▶ **Short problem 1**
Please reproduce the commit message word for word, everything from "(This raises an" down to "to be used.)".
* begin Source passage *
You are viewing a plain text version of this content. The canonical link for it is here.
Posted to commits@joshua.apache.org by mj...@apache.org on 2016/09/13 00:25:18 UTC

[1/3] incubator-joshua git commit: Fixed rule sorting for phrase-based decoding

Repository: incubator-joshua
Updated Branches:
  refs/heads/7 f0883156c -> 55caf2442


Fixed rule sorting for phrase-based decoding

The rules were sorted backwards due to an earlier fix that got rid of Joshua's
negating of phrase-table variables. The effect was that all values were computed
correctly, but the decoder retained the bottom config.num_translation_options rules
for each source, instead of the top. This doesn't affect Hiero decoding because
those rule lists are not truncated (note: they should be).

(This raises an idea: decoding could be made a lot faster if we sorted rules
using only stateless feature functions, and then trimmed the list to the top
config.num_translation_options items. This would add some loss of quality, likely
negligible, and would save language model costs on lots of items that are unlikely
to be used.)
* end Source passage *
* begin Provided information *
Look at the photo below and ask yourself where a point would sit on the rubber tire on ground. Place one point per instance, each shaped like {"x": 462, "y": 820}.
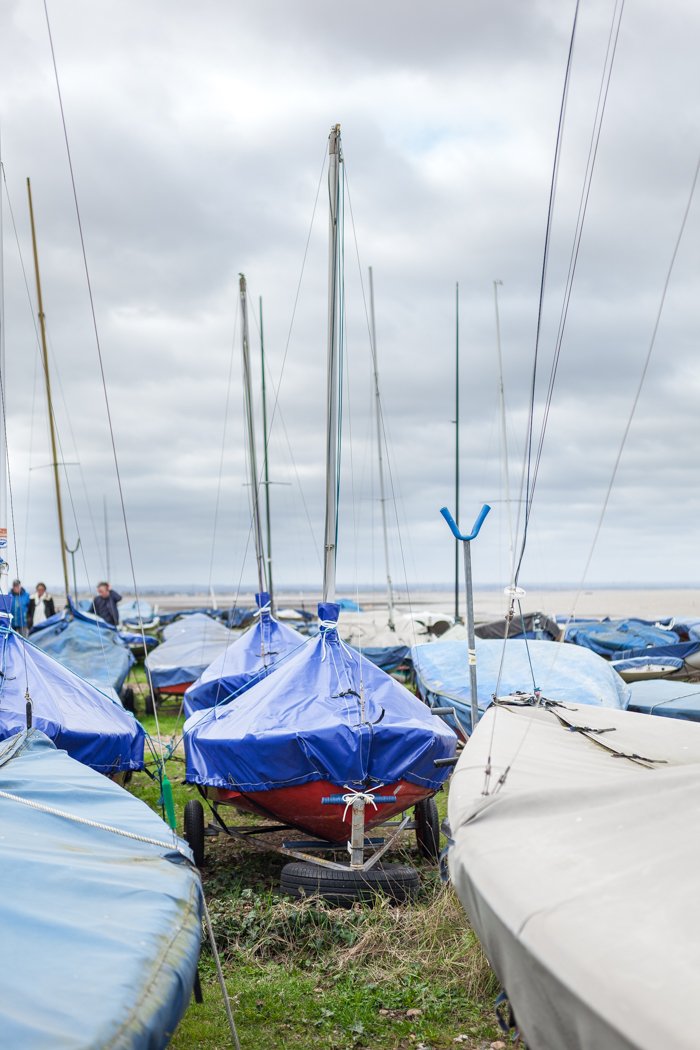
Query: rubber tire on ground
{"x": 399, "y": 882}
{"x": 128, "y": 699}
{"x": 194, "y": 830}
{"x": 427, "y": 828}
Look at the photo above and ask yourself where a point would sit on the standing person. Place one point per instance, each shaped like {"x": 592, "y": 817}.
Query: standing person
{"x": 19, "y": 606}
{"x": 104, "y": 603}
{"x": 40, "y": 608}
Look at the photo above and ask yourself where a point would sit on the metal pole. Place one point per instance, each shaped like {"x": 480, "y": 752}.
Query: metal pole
{"x": 252, "y": 458}
{"x": 4, "y": 565}
{"x": 47, "y": 379}
{"x": 332, "y": 449}
{"x": 457, "y": 450}
{"x": 378, "y": 407}
{"x": 266, "y": 465}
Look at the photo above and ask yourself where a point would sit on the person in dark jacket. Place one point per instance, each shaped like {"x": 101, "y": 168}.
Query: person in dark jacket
{"x": 104, "y": 603}
{"x": 41, "y": 607}
{"x": 20, "y": 602}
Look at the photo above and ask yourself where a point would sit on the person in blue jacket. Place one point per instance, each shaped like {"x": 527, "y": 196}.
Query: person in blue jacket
{"x": 19, "y": 606}
{"x": 104, "y": 603}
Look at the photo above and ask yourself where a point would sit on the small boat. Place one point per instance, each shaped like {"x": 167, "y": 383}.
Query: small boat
{"x": 327, "y": 723}
{"x": 614, "y": 636}
{"x": 574, "y": 859}
{"x": 558, "y": 672}
{"x": 87, "y": 722}
{"x": 674, "y": 699}
{"x": 89, "y": 647}
{"x": 189, "y": 647}
{"x": 102, "y": 911}
{"x": 247, "y": 659}
{"x": 643, "y": 668}
{"x": 329, "y": 743}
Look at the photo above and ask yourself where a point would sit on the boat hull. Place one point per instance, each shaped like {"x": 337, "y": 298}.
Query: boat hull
{"x": 301, "y": 806}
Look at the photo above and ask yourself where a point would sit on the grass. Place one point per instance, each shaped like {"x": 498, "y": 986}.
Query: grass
{"x": 303, "y": 974}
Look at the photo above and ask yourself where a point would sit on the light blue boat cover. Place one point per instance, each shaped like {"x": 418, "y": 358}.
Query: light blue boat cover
{"x": 84, "y": 721}
{"x": 100, "y": 932}
{"x": 561, "y": 672}
{"x": 250, "y": 657}
{"x": 308, "y": 721}
{"x": 190, "y": 646}
{"x": 616, "y": 635}
{"x": 88, "y": 646}
{"x": 659, "y": 696}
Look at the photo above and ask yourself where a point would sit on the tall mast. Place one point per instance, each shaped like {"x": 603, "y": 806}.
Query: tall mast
{"x": 333, "y": 441}
{"x": 47, "y": 380}
{"x": 266, "y": 464}
{"x": 504, "y": 436}
{"x": 252, "y": 459}
{"x": 378, "y": 408}
{"x": 4, "y": 566}
{"x": 457, "y": 448}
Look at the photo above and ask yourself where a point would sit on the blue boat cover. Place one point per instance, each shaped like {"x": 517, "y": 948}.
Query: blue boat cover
{"x": 659, "y": 696}
{"x": 617, "y": 635}
{"x": 326, "y": 714}
{"x": 84, "y": 721}
{"x": 248, "y": 658}
{"x": 87, "y": 646}
{"x": 189, "y": 647}
{"x": 100, "y": 932}
{"x": 560, "y": 672}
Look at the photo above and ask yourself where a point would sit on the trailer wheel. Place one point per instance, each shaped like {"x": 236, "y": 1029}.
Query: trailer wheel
{"x": 427, "y": 828}
{"x": 399, "y": 882}
{"x": 128, "y": 699}
{"x": 194, "y": 830}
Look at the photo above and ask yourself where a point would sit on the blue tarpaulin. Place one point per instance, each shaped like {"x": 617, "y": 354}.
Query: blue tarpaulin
{"x": 100, "y": 932}
{"x": 246, "y": 660}
{"x": 560, "y": 672}
{"x": 88, "y": 725}
{"x": 326, "y": 714}
{"x": 88, "y": 646}
{"x": 659, "y": 696}
{"x": 617, "y": 635}
{"x": 189, "y": 647}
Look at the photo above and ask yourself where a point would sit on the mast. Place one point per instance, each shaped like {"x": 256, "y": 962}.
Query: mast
{"x": 47, "y": 380}
{"x": 266, "y": 463}
{"x": 333, "y": 442}
{"x": 458, "y": 618}
{"x": 252, "y": 459}
{"x": 504, "y": 436}
{"x": 4, "y": 565}
{"x": 378, "y": 407}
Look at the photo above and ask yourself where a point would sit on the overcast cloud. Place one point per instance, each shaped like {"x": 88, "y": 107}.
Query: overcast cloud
{"x": 197, "y": 135}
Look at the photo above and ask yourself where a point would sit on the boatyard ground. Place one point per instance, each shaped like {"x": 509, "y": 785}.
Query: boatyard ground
{"x": 303, "y": 974}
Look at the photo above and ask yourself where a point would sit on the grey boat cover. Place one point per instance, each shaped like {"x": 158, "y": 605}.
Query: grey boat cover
{"x": 580, "y": 874}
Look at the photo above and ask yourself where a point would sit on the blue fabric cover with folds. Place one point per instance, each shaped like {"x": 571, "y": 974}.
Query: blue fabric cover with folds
{"x": 250, "y": 657}
{"x": 325, "y": 714}
{"x": 617, "y": 635}
{"x": 88, "y": 646}
{"x": 561, "y": 673}
{"x": 76, "y": 715}
{"x": 100, "y": 932}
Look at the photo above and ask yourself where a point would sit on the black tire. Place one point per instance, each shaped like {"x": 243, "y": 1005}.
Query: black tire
{"x": 427, "y": 828}
{"x": 399, "y": 882}
{"x": 194, "y": 830}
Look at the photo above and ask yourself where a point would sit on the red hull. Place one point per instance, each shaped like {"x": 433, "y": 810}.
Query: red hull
{"x": 300, "y": 806}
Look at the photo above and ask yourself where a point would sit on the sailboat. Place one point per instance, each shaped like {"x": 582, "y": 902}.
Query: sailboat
{"x": 329, "y": 743}
{"x": 37, "y": 690}
{"x": 257, "y": 651}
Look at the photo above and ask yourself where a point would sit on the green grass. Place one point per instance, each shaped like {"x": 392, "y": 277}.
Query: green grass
{"x": 303, "y": 974}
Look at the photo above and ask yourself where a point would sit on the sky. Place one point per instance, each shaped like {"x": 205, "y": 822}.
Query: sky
{"x": 198, "y": 138}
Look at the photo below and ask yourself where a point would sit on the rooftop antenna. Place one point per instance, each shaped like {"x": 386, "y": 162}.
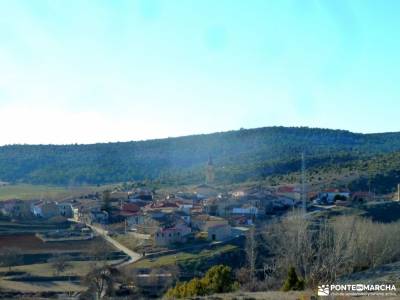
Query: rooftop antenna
{"x": 303, "y": 182}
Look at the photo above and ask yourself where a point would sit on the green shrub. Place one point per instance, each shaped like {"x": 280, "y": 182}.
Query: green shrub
{"x": 293, "y": 282}
{"x": 218, "y": 279}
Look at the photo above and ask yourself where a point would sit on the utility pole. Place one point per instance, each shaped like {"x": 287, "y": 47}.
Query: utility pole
{"x": 398, "y": 192}
{"x": 303, "y": 182}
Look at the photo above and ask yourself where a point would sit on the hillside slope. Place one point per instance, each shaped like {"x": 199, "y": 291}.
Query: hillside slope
{"x": 238, "y": 156}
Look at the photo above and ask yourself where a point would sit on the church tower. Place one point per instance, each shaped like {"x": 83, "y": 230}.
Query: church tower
{"x": 210, "y": 176}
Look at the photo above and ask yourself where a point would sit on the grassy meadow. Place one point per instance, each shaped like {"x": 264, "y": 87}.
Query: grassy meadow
{"x": 46, "y": 192}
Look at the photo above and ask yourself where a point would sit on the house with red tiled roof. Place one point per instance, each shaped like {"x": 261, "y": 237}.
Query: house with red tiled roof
{"x": 171, "y": 235}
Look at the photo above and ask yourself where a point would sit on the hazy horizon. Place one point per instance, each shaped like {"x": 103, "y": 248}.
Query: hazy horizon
{"x": 91, "y": 72}
{"x": 194, "y": 134}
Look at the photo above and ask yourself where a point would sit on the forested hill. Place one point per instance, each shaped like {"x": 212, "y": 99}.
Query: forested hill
{"x": 237, "y": 155}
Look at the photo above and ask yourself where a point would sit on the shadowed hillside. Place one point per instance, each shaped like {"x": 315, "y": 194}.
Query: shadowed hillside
{"x": 237, "y": 155}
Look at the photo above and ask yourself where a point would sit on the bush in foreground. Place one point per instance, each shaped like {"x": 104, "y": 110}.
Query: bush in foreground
{"x": 218, "y": 279}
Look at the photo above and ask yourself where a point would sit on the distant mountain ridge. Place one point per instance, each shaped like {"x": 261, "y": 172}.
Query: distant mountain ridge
{"x": 238, "y": 155}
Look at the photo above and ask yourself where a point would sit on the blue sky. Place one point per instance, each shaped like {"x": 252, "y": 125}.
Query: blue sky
{"x": 77, "y": 71}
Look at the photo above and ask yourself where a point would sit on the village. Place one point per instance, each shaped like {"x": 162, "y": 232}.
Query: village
{"x": 158, "y": 221}
{"x": 147, "y": 231}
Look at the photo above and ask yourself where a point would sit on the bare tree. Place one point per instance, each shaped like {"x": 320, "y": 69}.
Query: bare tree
{"x": 100, "y": 281}
{"x": 251, "y": 254}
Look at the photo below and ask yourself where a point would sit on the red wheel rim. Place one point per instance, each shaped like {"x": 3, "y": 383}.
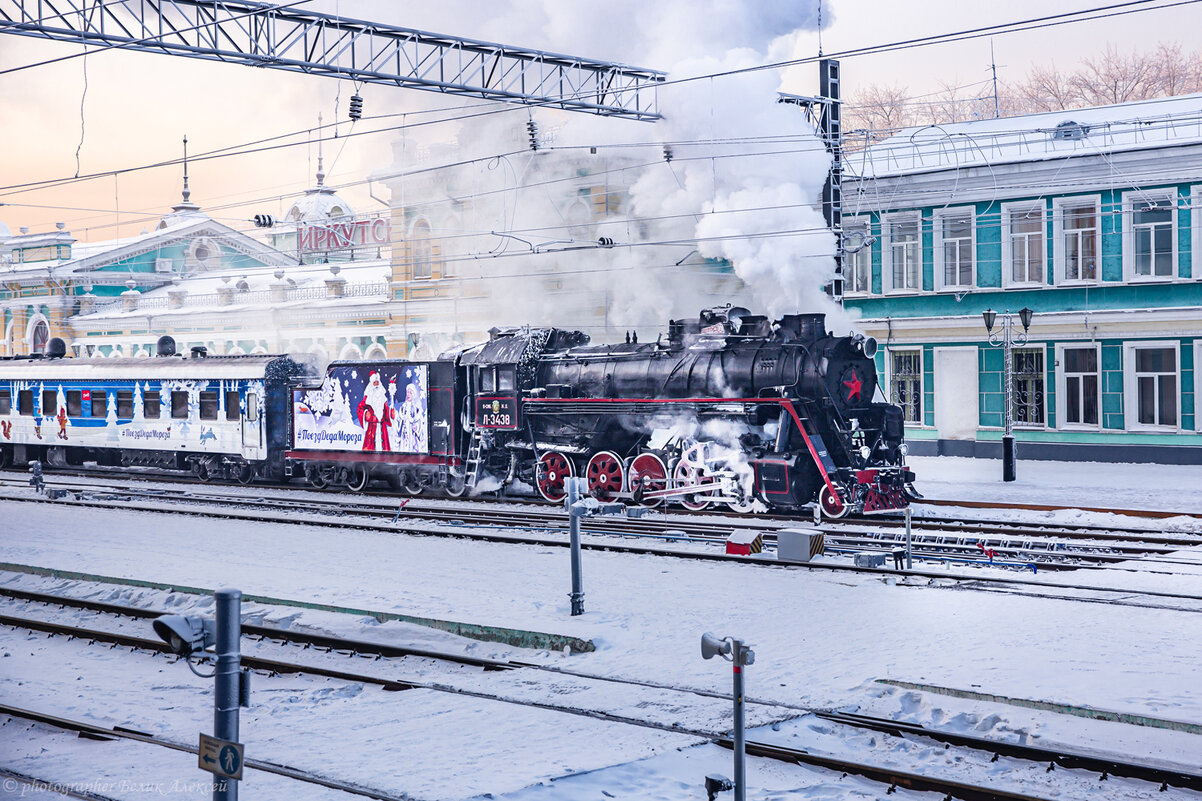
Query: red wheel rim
{"x": 554, "y": 469}
{"x": 832, "y": 505}
{"x": 649, "y": 473}
{"x": 606, "y": 475}
{"x": 684, "y": 475}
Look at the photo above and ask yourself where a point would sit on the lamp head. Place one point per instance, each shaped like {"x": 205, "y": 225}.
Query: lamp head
{"x": 714, "y": 646}
{"x": 185, "y": 635}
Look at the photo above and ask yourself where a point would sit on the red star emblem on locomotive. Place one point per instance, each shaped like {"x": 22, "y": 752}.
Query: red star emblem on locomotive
{"x": 854, "y": 386}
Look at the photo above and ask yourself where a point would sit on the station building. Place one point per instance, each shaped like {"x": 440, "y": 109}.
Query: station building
{"x": 51, "y": 284}
{"x": 1088, "y": 219}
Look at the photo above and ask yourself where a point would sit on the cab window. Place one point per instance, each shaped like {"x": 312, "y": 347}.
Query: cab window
{"x": 505, "y": 379}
* end Provided information *
▶ **Short problem 2**
Give the count of lines in the rows above that contain the word "person". Reply with the number only.

▶ **Complete answer 1**
(This raises an idea: decoding could be made a lot faster if we sorted rules
using only stateless feature functions, and then trimmed the list to the top
config.num_translation_options items. This would add some loss of quality, likely
negligible, and would save language model costs on lots of items that are unlikely
to be used.)

▶ **Complete answer 2**
6